[Extract]
[START]

Hopefully, these are clear and interesting reads for any who choose to open them up, and will influence policy makers on some of our greatest national challenges. Like all such reports, they disguise the huge effort made by its authors to get it to that point, including some of the most rigorous efforts to model the future that have ever been made in this country.

Working with them, I had to keep reminding myself of some rules. Hopefully they’ll strike a chord with you and your clients.

  1. Respect the authors. They are highly intelligent, highly respected by their peers, and deservedly hold very senior positions. It’s their piece, with their names on it, so they’ve got to be happy with every word.
  2. But not their every word. Experts can talk to other experts just fine. But if they want to talk to other people – investors, governments, employees say – they will often need our help. So, it is our duty to turn their thoughts into something the non-expert can follow. Back yourself and rewrite anything you don’t understand. If you don’t get it, it’s likely to miss the very people who need it, too.
  3. Earn their trust. For most experts, this is a confronting process. Many have never had their work edited, let alone re-written. Many are fine with that and indeed welcome it; some are not, and that’s fine too. But you may have to invest time early, to explain what you’re trying to do, what you’ve done and why.
  4. Learn when to step up. Every piece of work will have things that should be fixed, but may not seem so to the authors. A simple example is the use of charts ‒ when the text says “see Figure X” but only the person who drafted Figure X knows what it says, you may have to re-do both the chart and the text so they tell one integrated story. (When the author says, “but I present that chart all the time!”, politely ask them whether they’ll be in the room with the person reading the report.) A trickier example is when the authors want us to believe something, but don’t quite make the case. Subject to the next rule, do all you can to make that solid, if it can be, or to remove it if it can’t.

[END]

[Given request]
Reproduce the stretch of the text on editing expert reports word for word, beginning at "Hopefully, these are" and stopping after "in this country.".

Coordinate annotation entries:
[START]

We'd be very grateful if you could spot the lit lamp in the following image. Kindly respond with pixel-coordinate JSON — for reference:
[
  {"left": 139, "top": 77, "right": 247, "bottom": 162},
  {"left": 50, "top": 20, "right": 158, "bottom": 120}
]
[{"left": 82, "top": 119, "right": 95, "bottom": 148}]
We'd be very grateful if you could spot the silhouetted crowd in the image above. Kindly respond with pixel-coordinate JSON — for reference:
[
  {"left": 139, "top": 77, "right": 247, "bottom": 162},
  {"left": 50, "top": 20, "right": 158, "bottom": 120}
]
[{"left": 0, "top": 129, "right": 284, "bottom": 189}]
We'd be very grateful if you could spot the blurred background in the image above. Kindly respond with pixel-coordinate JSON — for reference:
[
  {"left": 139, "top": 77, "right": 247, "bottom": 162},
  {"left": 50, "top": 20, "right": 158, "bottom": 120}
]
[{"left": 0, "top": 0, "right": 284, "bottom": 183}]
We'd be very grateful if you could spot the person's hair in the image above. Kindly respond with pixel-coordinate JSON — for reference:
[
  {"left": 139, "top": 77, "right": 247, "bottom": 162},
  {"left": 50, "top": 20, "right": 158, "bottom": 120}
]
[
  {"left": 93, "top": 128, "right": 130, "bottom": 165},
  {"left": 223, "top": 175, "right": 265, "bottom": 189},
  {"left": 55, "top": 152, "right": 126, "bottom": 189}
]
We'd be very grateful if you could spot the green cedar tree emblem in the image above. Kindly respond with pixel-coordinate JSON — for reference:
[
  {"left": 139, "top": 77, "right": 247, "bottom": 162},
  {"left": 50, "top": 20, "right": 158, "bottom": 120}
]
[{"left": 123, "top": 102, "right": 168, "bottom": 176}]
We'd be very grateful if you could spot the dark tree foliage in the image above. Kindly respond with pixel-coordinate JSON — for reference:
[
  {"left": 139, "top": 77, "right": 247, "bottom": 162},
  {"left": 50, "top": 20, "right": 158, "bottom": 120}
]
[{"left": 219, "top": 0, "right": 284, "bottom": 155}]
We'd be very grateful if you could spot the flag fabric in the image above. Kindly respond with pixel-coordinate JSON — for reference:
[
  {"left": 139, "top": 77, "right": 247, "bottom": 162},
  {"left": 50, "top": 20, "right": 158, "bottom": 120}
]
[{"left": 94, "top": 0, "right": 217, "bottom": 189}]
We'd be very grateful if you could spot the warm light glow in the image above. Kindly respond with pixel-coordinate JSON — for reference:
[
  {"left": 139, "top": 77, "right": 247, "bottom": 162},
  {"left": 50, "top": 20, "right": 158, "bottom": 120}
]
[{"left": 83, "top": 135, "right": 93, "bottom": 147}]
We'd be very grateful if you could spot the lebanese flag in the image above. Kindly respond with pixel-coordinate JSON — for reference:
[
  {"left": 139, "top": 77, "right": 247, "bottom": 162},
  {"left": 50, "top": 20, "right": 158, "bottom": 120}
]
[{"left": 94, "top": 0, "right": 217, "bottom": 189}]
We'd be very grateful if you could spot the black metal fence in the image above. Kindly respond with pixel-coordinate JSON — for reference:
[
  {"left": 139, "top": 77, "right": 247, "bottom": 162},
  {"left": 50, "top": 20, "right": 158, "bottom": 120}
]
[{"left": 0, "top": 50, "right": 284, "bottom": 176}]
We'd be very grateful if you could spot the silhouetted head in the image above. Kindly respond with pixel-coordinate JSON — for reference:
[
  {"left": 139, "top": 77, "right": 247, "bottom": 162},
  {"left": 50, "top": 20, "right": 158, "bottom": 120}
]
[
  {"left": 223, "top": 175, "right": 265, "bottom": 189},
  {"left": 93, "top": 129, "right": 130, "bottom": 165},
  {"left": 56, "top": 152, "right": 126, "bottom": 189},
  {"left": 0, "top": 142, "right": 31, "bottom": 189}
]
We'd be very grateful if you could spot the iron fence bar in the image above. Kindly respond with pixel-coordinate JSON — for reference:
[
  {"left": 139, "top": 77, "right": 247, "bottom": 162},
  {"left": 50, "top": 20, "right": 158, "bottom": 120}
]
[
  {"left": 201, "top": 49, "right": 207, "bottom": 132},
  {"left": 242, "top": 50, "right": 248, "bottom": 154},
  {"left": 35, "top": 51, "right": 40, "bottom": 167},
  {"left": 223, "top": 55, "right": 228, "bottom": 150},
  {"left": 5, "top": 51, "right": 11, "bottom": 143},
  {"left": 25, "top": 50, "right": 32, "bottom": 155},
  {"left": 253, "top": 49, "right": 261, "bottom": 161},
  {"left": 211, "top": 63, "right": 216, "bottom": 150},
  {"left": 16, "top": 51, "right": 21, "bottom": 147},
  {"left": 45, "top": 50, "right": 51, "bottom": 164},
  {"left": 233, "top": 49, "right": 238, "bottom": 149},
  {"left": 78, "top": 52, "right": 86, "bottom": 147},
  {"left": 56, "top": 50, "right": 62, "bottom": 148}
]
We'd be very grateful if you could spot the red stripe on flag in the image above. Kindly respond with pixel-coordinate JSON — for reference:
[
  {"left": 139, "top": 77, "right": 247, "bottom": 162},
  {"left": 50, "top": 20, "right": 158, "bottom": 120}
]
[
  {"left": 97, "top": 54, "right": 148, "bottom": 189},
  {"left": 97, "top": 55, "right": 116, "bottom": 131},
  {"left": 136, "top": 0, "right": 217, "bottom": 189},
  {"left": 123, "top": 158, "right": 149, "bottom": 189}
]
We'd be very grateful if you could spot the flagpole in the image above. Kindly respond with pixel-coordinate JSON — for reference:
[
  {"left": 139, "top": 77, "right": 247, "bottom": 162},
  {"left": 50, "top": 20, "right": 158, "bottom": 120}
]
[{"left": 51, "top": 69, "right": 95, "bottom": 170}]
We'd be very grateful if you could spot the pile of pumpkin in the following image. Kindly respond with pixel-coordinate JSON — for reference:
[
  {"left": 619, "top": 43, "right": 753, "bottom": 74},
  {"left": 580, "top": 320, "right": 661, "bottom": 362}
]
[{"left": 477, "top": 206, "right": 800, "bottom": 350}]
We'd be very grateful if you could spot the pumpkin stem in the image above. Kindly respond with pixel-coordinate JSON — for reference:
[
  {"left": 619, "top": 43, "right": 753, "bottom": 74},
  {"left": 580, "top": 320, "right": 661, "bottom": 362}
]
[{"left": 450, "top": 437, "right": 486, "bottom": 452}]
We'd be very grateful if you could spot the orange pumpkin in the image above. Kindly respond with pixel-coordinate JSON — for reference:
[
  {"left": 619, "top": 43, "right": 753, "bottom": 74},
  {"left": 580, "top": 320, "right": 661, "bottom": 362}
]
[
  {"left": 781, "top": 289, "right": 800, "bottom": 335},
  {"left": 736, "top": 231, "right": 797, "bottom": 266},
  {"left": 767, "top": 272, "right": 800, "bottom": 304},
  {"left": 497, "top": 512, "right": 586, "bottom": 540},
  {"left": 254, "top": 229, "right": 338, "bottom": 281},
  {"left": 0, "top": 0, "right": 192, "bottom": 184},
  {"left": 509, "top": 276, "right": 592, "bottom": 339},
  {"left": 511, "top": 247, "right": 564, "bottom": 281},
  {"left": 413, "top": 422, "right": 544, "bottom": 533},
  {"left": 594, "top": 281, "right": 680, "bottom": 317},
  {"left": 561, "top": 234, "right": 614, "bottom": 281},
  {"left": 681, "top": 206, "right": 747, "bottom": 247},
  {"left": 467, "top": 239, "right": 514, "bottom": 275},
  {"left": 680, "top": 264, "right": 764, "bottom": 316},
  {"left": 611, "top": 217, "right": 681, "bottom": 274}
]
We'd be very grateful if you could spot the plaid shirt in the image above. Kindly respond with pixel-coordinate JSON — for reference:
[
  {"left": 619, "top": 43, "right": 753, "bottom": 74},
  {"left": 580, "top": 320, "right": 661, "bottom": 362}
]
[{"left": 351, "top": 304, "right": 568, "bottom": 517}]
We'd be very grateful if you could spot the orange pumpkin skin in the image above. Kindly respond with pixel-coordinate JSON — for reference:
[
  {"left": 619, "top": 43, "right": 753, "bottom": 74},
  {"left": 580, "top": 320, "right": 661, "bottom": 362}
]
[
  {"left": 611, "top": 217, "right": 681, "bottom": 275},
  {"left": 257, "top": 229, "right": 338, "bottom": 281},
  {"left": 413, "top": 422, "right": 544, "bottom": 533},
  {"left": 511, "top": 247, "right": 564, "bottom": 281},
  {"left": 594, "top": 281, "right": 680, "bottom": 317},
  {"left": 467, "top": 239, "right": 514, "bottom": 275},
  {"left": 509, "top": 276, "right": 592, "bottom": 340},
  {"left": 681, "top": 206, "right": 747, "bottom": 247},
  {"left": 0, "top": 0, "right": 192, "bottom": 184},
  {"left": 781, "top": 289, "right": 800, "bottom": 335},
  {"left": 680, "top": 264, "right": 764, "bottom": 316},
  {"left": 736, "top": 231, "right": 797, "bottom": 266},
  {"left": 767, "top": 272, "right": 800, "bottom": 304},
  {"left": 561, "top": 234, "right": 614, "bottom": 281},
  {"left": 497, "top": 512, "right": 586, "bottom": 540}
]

[END]

[Solution to this task]
Hopefully, these are clear and interesting reads for any who choose to open them up, and will influence policy makers on some of our greatest national challenges. Like all such reports, they disguise the huge effort made by its authors to get it to that point, including some of the most rigorous efforts to model the future that have ever been made in this country.